Şiddetsiz iletişim konulu metnin "ŞİDDETSİZ İLETİŞİM" ifadesinden "yazma kararı aldım." ifadesine kadar olan bölümünü, "sepetime" kelimesini "listeme" ile değiştirerek yeniden yazınız.

## Kaynak Metin
=======
Posts tagged iletişim

ŞİDDETSİZ İLETİŞİM

Geçen ay,  kitap alışverişimde Şiddetsiz İletişim adlı bir kitap gördüm ve kitap ile ilgili ön bilgi edinmeden (normalde edinirim) sepetime ekledim. Sanırım son zamanlarda gelişigüzel yaptığım en iyi eylemdi. İyi ki eklemişim hem kendi hayatıma hem de iş hayatımda bana çok faydası oldu ve olmakta. Yaptığım veli görüşmelerinde ebeveynlerin çocuklarına karşı iletişim hatalarını gördükçe bu kitabı tanıtma arzusu daha da baskın oldu ve bu kitapla ilgili bir yazı yazma kararı aldım.
=======
## Veri Kümesi Kayıtları

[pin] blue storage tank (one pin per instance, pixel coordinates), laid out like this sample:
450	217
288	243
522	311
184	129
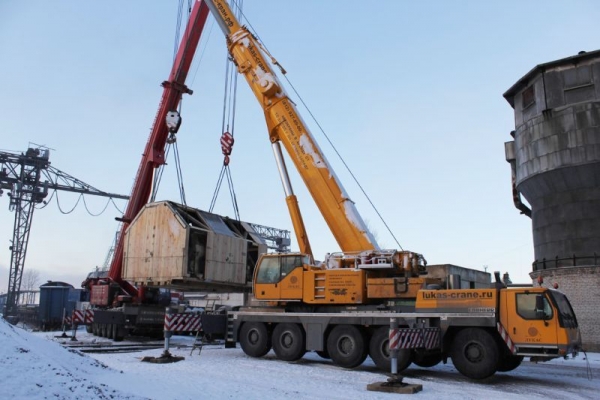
=======
## Yanıt
ŞİDDETSİZ İLETİŞİM

Geçen ay,  kitap alışverişimde Şiddetsiz İletişim adlı bir kitap gördüm ve kitap ile ilgili ön bilgi edinmeden (normalde edinirim) listeme ekledim. Sanırım son zamanlarda gelişigüzel yaptığım en iyi eylemdi. İyi ki eklemişim hem kendi hayatıma hem de iş hayatımda bana çok faydası oldu ve olmakta. Yaptığım veli görüşmelerinde ebeveynlerin çocuklarına karşı iletişim hatalarını gördükçe bu kitabı tanıtma arzusu daha da baskın oldu ve bu kitapla ilgili bir yazı yazma kararı aldım.